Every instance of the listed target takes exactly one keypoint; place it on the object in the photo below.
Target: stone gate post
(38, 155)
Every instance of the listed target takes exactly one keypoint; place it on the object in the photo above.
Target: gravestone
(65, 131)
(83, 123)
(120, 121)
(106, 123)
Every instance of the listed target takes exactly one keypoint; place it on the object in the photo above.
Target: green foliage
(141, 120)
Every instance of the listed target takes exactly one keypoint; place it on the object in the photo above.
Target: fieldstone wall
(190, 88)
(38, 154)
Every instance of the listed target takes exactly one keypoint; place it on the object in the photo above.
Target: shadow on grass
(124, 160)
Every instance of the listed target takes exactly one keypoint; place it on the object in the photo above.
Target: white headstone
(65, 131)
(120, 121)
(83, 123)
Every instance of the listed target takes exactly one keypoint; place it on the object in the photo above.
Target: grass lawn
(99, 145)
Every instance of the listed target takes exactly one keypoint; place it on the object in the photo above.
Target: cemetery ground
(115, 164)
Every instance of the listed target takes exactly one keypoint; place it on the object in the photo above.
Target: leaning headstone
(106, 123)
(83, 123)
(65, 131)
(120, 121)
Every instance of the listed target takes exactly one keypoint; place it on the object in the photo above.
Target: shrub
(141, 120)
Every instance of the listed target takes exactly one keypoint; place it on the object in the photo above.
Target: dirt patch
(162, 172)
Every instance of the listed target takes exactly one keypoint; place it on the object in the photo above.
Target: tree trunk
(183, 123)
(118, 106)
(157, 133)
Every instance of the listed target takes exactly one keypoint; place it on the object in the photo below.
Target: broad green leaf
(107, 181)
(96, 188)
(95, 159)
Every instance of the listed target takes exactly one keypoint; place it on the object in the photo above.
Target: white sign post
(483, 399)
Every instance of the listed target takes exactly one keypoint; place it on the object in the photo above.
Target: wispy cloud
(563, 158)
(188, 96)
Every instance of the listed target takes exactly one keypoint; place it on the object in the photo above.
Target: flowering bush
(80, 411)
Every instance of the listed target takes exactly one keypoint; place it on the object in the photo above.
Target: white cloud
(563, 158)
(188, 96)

:::::

## Exercise goal
Word for word, set down all of the records above.

## Response to the task
Every instance of the listed target takes exactly one keypoint; place it on the object in the photo below.
Target: stone gate post
(38, 155)
Every instance of the listed target takes exactly one keypoint; place it on the object in the photo above.
Target: gravestone
(65, 131)
(83, 123)
(120, 121)
(106, 123)
Every instance of the listed target takes exactly one keypoint; place it on the object in the photo above.
Target: green foliage
(141, 120)
Every instance of the listed target takes exactly one keypoint; place it on the object in the photo above.
Target: fieldstone wall
(190, 88)
(38, 154)
Every instance of the listed target takes exactly one keypoint; place it on the object in the photo above.
Target: shadow on grass
(124, 160)
Every instance of the listed target takes exactly one keypoint; place it on the object in the photo above.
Target: white headstone
(65, 131)
(120, 121)
(83, 123)
Every instance of the listed target takes exactly one keypoint; place it on the object in the photo above.
Target: grass lawn
(99, 145)
Every instance of the listed target takes exactly one keypoint; place it on the object in the photo above.
Target: cemetery ground
(115, 164)
Every instance of the listed target takes exactly one keypoint; place it on the object in the photo above.
Target: leaning headstone
(106, 123)
(83, 123)
(65, 131)
(120, 121)
Every instance of the listed target takes exactly one keypoint; place it on the object in the photo above.
Target: shrub
(141, 120)
Every instance of the listed target takes exactly one keypoint; place it on the object in the photo above.
Target: dirt patch
(162, 172)
Every instance of the listed target takes exactly one keypoint; place it on the object in the photo above.
Target: tree trunk
(183, 123)
(118, 106)
(157, 133)
Every instance of the listed target takes exactly one keypoint; place it on the object in the photo below.
Target: broad green leaf
(107, 181)
(96, 188)
(95, 159)
Every instance of the listed target takes exactly one keypoint; place it on the object in the photo above.
Target: white sign post
(483, 399)
Every instance of the listed target takes exactly one keypoint; place it on the object in the photo above.
Target: wispy cloud
(563, 158)
(188, 96)
Every instance of the listed target takes exactly one keypoint; place it on the object in the photo above.
Target: flowering bush
(80, 411)
Every instance of the listed target takes exactly one keypoint; place it on the object in the photo above.
Target: white cloud
(563, 158)
(188, 96)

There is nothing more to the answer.